Records for processing →
· · ·

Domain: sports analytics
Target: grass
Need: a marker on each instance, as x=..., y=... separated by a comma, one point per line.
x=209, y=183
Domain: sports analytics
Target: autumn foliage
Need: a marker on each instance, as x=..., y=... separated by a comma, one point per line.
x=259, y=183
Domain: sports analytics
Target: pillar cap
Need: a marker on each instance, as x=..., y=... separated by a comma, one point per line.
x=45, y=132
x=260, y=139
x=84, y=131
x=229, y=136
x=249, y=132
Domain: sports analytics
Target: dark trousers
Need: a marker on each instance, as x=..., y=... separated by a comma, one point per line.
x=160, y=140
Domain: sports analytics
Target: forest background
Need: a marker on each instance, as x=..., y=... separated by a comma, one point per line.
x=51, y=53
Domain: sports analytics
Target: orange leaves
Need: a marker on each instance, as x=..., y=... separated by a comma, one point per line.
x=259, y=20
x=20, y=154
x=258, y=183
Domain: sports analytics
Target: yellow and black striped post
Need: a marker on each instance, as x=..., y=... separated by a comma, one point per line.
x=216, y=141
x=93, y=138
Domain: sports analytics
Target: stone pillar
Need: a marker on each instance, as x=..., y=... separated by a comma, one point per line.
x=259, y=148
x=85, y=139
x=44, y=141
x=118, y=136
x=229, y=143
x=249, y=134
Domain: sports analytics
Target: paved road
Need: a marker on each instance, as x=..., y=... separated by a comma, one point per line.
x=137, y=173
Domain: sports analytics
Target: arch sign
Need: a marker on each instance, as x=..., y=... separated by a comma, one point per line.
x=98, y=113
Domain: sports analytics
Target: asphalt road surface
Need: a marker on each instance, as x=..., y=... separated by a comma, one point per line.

· · ·

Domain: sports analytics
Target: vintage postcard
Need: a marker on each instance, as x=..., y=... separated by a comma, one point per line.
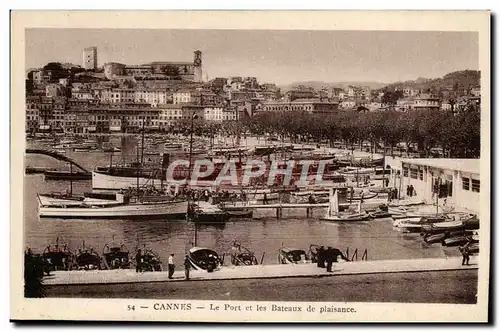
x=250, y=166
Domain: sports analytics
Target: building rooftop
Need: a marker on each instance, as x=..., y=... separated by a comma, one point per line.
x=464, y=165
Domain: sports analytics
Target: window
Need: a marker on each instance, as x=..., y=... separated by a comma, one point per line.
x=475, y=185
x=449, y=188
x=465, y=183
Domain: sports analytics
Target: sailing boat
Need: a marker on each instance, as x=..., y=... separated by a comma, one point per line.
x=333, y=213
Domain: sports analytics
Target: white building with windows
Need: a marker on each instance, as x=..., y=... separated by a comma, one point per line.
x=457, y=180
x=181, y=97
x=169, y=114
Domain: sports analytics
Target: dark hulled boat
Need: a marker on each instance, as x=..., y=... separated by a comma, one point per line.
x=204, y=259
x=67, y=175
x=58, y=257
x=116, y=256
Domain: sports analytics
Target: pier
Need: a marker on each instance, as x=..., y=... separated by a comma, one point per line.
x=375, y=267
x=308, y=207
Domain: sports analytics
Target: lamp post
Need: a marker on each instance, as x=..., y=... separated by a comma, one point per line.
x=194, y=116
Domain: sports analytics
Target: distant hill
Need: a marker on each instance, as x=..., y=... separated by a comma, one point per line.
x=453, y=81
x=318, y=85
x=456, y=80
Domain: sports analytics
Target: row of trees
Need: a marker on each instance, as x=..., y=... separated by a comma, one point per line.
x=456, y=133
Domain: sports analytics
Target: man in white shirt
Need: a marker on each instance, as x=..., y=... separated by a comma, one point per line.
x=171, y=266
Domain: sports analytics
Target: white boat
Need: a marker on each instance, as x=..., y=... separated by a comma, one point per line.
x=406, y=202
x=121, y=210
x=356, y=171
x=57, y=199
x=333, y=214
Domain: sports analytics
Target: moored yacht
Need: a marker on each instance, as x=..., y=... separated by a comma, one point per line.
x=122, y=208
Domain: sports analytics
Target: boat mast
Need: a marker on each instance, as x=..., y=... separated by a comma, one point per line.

· · ·

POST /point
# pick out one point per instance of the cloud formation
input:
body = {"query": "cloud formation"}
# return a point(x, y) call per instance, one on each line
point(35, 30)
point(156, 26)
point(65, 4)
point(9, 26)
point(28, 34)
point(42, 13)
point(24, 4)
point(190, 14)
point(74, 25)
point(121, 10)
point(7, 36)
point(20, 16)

· · ·

Problem description → How many lines of the items above contain the string "formation", with case counting? Reply with the number alone.

Solution to this task → 2